-------- Record list --------

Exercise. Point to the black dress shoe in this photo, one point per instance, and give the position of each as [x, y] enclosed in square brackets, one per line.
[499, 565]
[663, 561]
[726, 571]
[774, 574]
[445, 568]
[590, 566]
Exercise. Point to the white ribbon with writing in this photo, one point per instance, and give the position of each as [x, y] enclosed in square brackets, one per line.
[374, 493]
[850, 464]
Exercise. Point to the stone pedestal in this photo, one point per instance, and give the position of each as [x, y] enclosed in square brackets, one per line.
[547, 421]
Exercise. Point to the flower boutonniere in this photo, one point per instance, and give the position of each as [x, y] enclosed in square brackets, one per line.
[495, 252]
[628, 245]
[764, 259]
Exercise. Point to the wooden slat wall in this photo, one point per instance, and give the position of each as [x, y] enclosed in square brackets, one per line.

--------

Write out the entire listing above line by line, keeping every word and number unchanged.

Exercise. Point to the black dress shoe in this photo, one point per instance, and give the position of each as [x, y] enclosed in square brackets, one per line.
[499, 565]
[663, 561]
[726, 571]
[774, 574]
[445, 568]
[590, 566]
Exercise. Point to the white ribbon with writing in this photo, one point per instance, and give the position of each as [x, y] enclosed in square brackets, one per line.
[374, 493]
[850, 464]
Exercise. Point to the stone pedestal in this photo, one point per instance, and give the position of each as [x, y] enclosed in square brackets, one per line.
[547, 421]
Exercise. Point to the flower boutonniere in this photo, one point per instance, and give the position of each as [x, y] enclosed in square brackets, one per line.
[495, 252]
[628, 245]
[764, 259]
Exercise. Point to the wooden slat wall in this photo, one point per instance, and give the position of each as [x, y] enclosed in square brackets, one per line.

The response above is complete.